▶ [What is required]:
Scan the records below for the word "eyeglasses". Copy each line where it appears.

Natural-language object grounding data

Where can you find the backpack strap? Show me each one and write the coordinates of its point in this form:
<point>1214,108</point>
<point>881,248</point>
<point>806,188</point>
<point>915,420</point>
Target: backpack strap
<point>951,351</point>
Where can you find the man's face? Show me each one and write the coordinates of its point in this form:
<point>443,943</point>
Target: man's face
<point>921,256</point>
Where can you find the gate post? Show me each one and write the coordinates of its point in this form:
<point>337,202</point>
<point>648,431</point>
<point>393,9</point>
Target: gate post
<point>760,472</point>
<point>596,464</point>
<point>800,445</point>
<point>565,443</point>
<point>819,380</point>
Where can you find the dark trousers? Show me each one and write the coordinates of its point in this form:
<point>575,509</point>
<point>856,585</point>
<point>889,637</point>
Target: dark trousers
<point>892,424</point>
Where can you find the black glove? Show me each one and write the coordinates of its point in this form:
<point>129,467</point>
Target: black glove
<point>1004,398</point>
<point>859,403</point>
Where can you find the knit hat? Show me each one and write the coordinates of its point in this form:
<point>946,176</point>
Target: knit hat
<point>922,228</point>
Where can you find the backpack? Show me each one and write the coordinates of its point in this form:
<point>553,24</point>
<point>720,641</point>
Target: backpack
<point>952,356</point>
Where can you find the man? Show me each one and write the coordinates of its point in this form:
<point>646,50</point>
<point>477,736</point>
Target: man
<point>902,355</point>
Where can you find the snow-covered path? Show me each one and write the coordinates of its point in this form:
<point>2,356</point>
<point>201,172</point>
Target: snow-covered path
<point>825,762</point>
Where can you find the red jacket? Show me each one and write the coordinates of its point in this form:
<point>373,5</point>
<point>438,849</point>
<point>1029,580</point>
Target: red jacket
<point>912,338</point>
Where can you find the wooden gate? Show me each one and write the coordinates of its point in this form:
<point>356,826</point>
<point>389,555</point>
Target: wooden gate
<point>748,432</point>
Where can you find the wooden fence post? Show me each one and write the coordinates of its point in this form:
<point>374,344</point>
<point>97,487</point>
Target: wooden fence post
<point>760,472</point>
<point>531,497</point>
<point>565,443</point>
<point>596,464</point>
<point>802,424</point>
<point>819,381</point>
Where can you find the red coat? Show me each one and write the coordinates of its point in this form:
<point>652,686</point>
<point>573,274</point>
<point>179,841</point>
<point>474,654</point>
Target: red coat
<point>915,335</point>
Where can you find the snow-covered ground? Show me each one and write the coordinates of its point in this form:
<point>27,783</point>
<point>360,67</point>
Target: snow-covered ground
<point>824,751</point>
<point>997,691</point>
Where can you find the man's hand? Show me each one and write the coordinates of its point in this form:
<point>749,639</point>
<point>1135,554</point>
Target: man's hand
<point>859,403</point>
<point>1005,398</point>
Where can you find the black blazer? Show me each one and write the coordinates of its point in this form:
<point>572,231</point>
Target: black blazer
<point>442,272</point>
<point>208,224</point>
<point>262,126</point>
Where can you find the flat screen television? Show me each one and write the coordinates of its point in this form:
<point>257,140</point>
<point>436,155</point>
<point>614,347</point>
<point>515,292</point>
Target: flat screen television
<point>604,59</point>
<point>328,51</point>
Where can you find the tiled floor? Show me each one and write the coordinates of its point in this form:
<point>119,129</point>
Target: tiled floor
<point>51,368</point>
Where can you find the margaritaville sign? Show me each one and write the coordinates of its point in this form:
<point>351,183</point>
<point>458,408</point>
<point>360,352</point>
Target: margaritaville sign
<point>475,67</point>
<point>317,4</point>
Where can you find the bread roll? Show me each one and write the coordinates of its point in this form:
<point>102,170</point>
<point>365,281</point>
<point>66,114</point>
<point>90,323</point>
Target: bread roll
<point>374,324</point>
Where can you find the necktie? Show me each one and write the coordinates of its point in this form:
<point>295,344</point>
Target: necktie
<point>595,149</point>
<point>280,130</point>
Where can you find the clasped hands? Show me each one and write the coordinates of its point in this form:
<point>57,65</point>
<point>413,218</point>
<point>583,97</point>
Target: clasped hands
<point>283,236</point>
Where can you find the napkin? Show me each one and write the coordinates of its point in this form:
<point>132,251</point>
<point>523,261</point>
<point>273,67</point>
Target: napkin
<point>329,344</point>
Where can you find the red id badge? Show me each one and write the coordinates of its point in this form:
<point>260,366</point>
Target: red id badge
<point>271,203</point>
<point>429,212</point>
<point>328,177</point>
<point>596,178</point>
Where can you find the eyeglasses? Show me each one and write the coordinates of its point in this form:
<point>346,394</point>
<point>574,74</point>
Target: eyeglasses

▶ [Response]:
Where can you find the eyeglasses? Show me each one and write the coordinates of its point in this form:
Target: eyeglasses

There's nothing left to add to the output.